- **Your task**
For the records below, work out the number of lines holding "black" and reply with only that.
────────
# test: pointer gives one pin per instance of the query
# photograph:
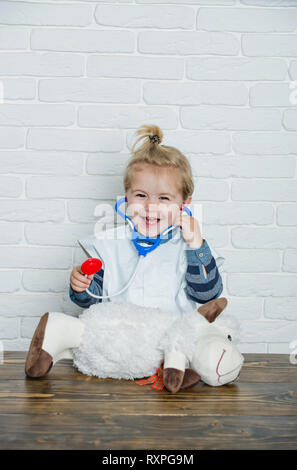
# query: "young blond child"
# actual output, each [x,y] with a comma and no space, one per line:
[158,182]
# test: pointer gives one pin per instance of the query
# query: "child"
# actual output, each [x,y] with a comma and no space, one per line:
[178,274]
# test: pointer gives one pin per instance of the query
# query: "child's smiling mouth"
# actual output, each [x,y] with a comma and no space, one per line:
[150,221]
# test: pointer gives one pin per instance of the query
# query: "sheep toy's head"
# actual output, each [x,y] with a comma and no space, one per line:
[216,358]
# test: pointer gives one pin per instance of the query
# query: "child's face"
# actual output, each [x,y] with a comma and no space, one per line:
[154,193]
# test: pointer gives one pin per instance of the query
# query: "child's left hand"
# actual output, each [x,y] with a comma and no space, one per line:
[191,230]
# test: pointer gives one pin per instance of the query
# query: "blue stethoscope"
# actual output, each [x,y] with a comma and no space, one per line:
[138,241]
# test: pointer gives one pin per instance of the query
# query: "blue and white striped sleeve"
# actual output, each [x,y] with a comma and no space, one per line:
[199,288]
[83,299]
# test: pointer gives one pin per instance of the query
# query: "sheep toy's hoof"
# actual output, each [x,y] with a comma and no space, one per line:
[38,362]
[173,379]
[190,378]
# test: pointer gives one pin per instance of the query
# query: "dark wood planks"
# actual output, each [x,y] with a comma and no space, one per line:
[68,410]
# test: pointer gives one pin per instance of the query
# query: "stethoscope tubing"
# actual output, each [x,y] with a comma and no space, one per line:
[142,251]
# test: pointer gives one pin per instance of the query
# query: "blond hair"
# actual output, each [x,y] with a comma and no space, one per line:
[153,153]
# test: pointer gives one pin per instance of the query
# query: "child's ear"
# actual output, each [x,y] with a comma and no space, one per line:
[188,200]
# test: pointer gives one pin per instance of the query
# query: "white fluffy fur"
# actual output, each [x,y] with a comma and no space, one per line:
[126,341]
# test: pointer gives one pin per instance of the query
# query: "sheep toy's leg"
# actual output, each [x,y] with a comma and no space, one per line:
[52,341]
[174,370]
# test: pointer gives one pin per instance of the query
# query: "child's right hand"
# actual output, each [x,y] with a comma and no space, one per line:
[78,281]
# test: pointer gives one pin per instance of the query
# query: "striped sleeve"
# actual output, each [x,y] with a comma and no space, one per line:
[198,288]
[83,299]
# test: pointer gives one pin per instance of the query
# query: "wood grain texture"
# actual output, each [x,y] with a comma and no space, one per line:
[68,410]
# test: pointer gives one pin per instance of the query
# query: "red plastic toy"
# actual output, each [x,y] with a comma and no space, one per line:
[91,266]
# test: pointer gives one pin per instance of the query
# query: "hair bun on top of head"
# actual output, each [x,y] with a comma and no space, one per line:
[155,138]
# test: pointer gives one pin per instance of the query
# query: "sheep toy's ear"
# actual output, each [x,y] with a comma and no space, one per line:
[212,309]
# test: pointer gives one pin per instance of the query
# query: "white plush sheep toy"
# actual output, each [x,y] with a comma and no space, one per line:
[127,341]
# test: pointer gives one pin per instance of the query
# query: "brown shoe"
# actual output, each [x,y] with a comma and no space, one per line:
[38,362]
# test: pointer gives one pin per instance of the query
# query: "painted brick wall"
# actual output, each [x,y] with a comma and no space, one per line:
[77,78]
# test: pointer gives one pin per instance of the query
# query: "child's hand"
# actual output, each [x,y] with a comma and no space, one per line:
[78,281]
[191,230]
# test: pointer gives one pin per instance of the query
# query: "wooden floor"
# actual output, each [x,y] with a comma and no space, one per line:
[68,410]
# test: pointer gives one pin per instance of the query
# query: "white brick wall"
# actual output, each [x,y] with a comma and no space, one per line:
[77,78]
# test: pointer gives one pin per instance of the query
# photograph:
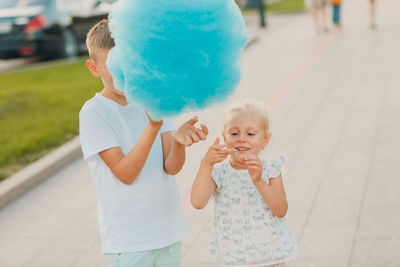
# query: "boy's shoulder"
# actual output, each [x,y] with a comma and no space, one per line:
[93,103]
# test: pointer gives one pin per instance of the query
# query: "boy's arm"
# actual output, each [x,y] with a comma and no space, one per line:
[127,167]
[174,154]
[174,146]
[204,185]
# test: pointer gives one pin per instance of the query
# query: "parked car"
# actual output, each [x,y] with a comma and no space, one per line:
[48,28]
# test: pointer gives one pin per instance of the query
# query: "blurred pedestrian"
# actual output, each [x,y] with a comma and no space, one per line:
[372,13]
[319,14]
[336,12]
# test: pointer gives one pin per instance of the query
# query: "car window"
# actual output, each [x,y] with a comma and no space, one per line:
[21,3]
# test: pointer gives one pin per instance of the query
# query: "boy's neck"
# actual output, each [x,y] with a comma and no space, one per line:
[120,99]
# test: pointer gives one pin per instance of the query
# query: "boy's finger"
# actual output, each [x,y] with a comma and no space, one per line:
[204,128]
[216,142]
[218,147]
[193,121]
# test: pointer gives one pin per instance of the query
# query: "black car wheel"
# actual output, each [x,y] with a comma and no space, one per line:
[69,47]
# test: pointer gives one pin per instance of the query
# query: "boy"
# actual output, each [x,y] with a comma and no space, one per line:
[131,158]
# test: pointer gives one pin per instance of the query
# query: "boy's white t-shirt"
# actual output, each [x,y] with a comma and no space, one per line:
[146,215]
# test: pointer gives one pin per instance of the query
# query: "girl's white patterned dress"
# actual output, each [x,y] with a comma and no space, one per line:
[245,231]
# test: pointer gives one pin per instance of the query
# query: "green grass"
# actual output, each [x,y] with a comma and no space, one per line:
[39,111]
[282,6]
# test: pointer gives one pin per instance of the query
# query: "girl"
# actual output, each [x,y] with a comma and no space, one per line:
[249,227]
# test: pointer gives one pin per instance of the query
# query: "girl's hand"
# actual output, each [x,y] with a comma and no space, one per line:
[216,153]
[188,134]
[254,166]
[153,122]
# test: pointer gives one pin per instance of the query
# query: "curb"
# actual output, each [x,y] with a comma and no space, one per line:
[35,173]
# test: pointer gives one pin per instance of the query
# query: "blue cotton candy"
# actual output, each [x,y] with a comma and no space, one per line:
[175,56]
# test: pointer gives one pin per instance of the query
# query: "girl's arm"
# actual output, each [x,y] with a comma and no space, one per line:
[273,193]
[204,186]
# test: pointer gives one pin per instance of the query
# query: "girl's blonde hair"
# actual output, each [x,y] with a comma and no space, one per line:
[256,107]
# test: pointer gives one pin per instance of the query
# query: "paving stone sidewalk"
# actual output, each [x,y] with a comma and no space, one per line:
[335,109]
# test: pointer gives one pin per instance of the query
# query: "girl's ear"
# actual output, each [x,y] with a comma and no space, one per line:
[92,68]
[223,135]
[266,139]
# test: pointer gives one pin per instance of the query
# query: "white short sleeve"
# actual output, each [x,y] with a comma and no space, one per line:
[216,174]
[96,134]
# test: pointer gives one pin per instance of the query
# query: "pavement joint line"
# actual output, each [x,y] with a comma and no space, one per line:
[35,173]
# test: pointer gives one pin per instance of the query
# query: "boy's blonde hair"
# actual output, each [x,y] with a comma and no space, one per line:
[258,108]
[99,38]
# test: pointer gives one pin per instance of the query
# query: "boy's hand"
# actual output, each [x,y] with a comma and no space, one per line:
[154,123]
[254,166]
[216,153]
[188,134]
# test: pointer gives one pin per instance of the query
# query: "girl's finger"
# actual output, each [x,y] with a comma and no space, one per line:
[204,128]
[188,140]
[194,136]
[200,134]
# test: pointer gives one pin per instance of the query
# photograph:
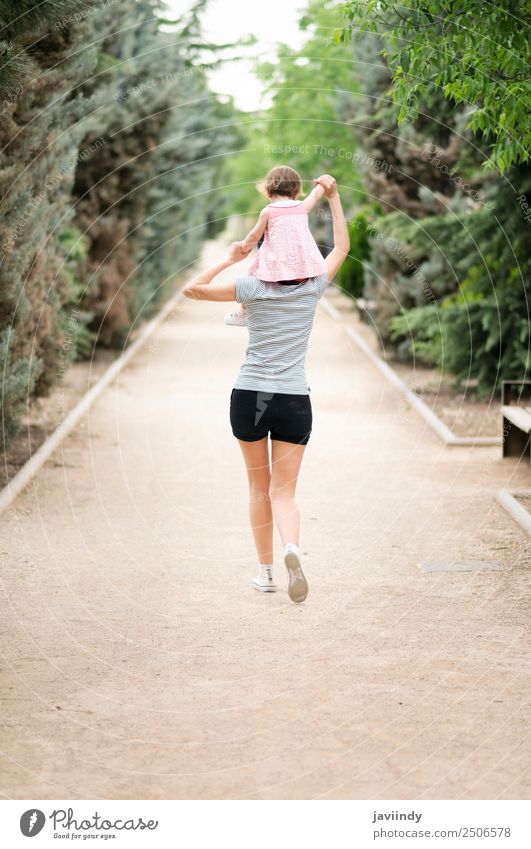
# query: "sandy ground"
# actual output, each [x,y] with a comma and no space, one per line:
[139,663]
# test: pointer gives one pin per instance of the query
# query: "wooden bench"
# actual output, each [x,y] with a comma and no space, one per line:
[516,412]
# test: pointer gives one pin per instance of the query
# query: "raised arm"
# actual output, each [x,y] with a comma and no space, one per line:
[339,252]
[199,287]
[253,236]
[314,197]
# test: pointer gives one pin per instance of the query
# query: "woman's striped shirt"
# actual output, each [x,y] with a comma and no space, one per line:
[280,319]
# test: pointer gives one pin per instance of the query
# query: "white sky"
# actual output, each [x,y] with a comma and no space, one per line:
[271,21]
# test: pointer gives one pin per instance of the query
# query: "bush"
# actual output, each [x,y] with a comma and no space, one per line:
[351,274]
[487,339]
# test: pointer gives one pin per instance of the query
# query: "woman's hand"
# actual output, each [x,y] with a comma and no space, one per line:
[236,252]
[328,183]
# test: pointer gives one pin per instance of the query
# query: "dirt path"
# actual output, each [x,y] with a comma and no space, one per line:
[138,662]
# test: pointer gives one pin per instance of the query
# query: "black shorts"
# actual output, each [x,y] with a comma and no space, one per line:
[253,415]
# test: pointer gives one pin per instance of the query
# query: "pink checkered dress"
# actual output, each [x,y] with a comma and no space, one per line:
[289,251]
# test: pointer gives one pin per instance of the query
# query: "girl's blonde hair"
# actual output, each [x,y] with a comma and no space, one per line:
[282,180]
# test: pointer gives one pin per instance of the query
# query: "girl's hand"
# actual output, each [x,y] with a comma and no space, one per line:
[328,183]
[236,252]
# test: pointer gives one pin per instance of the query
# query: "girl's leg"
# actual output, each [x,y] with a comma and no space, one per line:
[286,463]
[256,456]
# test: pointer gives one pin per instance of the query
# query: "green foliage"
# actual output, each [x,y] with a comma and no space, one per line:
[107,178]
[350,276]
[477,54]
[18,380]
[488,340]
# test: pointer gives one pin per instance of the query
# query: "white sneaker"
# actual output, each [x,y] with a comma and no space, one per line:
[297,583]
[264,580]
[237,318]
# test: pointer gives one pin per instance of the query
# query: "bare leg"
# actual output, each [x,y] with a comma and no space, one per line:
[285,466]
[256,456]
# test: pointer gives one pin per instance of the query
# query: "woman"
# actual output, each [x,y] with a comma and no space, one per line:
[271,396]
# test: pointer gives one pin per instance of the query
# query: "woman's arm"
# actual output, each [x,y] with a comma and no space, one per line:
[253,236]
[199,287]
[314,197]
[339,252]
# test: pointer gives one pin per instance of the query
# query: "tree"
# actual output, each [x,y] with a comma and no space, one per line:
[476,53]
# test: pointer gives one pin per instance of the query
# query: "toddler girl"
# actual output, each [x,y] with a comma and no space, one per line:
[289,253]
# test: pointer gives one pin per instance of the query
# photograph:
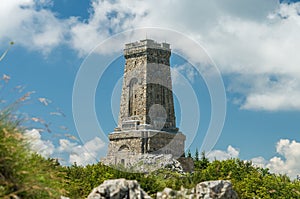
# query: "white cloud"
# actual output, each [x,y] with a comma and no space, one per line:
[248,38]
[31,24]
[286,163]
[223,155]
[88,153]
[251,40]
[186,69]
[42,147]
[289,162]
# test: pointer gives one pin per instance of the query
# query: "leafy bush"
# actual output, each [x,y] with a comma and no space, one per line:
[22,172]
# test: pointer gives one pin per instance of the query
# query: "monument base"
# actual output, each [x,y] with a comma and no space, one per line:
[125,146]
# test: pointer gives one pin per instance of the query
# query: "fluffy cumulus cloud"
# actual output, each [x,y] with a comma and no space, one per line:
[82,154]
[67,151]
[231,152]
[30,23]
[37,144]
[253,42]
[287,161]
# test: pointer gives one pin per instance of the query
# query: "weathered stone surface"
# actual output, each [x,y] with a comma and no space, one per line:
[118,189]
[187,164]
[147,119]
[130,189]
[148,162]
[205,190]
[221,189]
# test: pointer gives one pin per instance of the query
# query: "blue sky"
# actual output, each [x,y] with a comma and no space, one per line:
[252,43]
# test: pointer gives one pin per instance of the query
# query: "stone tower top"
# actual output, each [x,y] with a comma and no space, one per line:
[143,45]
[147,98]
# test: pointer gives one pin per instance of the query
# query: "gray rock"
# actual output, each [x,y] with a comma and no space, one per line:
[205,190]
[150,162]
[221,189]
[118,189]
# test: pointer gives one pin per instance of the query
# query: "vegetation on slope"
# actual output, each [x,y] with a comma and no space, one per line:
[23,173]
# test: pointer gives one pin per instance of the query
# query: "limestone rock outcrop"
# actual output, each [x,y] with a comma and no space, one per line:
[118,189]
[149,162]
[220,189]
[130,189]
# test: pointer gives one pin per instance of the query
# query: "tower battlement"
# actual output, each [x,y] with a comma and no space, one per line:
[144,44]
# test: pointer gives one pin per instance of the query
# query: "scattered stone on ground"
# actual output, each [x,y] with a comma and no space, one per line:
[130,189]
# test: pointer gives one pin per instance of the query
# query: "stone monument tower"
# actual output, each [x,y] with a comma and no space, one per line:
[147,119]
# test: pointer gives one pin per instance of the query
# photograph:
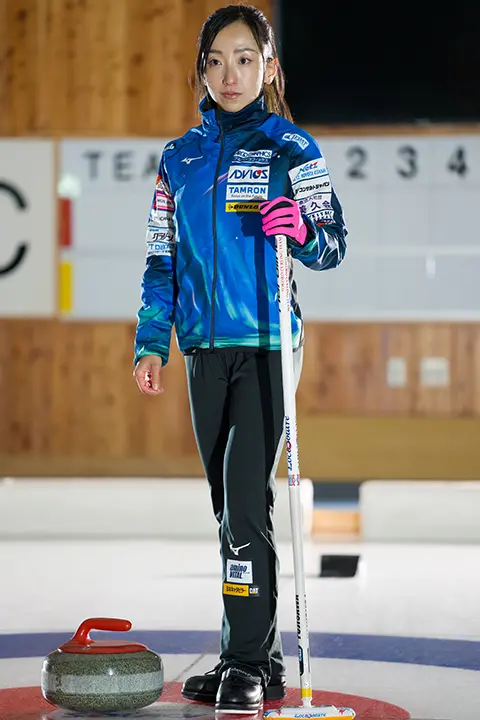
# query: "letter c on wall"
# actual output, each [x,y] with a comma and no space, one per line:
[22,247]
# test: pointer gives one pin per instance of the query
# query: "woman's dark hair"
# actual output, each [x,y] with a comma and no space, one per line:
[265,39]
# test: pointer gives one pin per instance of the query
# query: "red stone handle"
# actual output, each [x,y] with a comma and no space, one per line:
[111,624]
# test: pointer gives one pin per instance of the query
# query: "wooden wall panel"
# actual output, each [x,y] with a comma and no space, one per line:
[105,68]
[69,403]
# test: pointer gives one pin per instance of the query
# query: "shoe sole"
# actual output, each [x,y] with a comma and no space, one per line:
[273,692]
[230,709]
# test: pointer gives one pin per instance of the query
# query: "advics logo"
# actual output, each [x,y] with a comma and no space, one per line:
[250,174]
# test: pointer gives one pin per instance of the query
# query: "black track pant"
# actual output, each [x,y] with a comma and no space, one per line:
[237,411]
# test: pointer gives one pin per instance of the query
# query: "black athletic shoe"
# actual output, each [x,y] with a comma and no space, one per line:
[204,688]
[239,692]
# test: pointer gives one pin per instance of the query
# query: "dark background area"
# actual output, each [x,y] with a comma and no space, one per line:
[354,63]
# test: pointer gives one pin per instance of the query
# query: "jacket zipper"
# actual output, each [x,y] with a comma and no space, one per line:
[214,225]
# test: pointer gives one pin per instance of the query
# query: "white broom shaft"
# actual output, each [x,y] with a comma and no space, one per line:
[293,466]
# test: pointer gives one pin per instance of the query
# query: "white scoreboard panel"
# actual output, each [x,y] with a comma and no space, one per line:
[410,204]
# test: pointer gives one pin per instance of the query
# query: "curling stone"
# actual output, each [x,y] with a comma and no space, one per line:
[84,675]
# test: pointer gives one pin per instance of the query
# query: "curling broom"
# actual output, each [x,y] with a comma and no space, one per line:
[306,710]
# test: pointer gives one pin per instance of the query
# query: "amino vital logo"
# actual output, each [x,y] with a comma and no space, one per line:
[237,571]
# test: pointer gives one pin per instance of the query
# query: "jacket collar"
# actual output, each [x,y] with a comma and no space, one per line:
[213,117]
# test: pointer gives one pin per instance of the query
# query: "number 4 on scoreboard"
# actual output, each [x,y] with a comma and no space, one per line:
[458,163]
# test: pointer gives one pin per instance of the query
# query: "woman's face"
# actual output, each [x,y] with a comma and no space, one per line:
[236,71]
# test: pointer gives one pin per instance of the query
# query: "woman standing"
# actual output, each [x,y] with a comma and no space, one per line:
[224,190]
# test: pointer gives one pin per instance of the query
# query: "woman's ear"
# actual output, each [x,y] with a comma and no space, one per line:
[271,69]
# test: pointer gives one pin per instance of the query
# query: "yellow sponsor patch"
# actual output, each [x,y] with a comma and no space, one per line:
[234,589]
[242,207]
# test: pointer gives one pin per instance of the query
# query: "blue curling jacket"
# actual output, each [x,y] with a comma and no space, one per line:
[210,270]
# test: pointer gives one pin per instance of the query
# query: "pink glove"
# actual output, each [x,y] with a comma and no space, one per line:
[282,217]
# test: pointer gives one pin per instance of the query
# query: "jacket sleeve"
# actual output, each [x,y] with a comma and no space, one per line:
[156,316]
[311,187]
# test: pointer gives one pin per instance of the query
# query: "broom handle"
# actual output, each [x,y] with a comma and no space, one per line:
[293,466]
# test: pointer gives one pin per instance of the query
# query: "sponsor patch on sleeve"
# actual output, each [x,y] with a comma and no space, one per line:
[293,137]
[308,171]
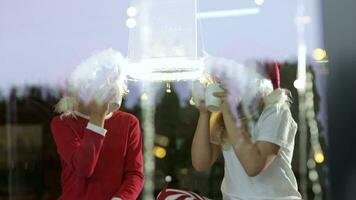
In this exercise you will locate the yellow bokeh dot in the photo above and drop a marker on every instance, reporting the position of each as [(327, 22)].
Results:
[(319, 54), (159, 152), (319, 157)]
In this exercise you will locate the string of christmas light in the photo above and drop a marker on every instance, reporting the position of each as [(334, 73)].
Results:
[(316, 152)]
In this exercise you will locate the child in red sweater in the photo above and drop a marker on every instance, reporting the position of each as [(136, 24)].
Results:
[(100, 147)]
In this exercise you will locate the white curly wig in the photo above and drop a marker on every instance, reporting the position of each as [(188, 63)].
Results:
[(95, 78)]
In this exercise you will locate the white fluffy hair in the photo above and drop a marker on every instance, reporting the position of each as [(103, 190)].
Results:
[(95, 78)]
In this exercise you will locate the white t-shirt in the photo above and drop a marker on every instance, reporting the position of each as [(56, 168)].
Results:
[(277, 126)]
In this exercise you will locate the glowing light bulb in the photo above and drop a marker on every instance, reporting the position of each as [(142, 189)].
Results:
[(316, 188), (130, 23), (259, 2), (131, 11), (298, 84), (191, 102), (144, 97), (168, 90), (319, 54), (319, 157), (159, 152)]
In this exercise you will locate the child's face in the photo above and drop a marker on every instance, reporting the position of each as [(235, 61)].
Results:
[(114, 107)]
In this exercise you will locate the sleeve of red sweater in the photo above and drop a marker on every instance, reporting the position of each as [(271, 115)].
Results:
[(133, 172), (81, 154)]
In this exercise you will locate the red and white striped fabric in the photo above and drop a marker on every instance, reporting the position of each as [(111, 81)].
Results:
[(175, 194)]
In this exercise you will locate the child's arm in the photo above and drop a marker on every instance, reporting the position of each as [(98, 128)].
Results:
[(80, 154), (254, 157), (133, 171), (204, 153)]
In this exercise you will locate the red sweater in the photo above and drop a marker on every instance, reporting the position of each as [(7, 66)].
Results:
[(97, 167)]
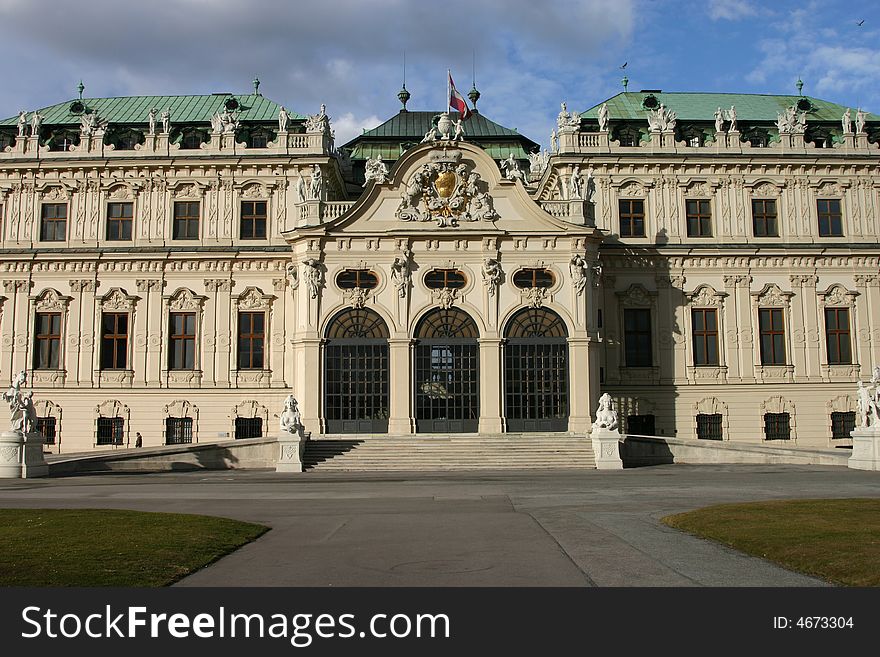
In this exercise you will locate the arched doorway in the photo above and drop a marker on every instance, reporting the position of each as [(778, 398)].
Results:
[(536, 371), (447, 384), (356, 373)]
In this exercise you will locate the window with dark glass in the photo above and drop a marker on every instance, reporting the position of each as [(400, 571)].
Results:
[(253, 220), (842, 424), (777, 426), (699, 218), (48, 426), (186, 220), (119, 217), (114, 341), (182, 341), (837, 338), (764, 218), (632, 217), (178, 430), (637, 337), (110, 430), (248, 427), (53, 222), (830, 217), (704, 324), (528, 278), (437, 279), (352, 278), (772, 329), (47, 333), (251, 340), (709, 426)]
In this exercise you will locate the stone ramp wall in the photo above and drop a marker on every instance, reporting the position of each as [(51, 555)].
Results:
[(654, 450)]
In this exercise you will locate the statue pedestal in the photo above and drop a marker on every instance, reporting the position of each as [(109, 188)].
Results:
[(11, 448), (606, 448), (290, 451), (34, 463), (866, 449)]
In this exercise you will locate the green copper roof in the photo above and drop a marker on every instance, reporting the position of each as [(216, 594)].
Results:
[(702, 106), (184, 109)]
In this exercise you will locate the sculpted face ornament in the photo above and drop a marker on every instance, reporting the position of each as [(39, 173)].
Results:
────────
- **Completed task**
4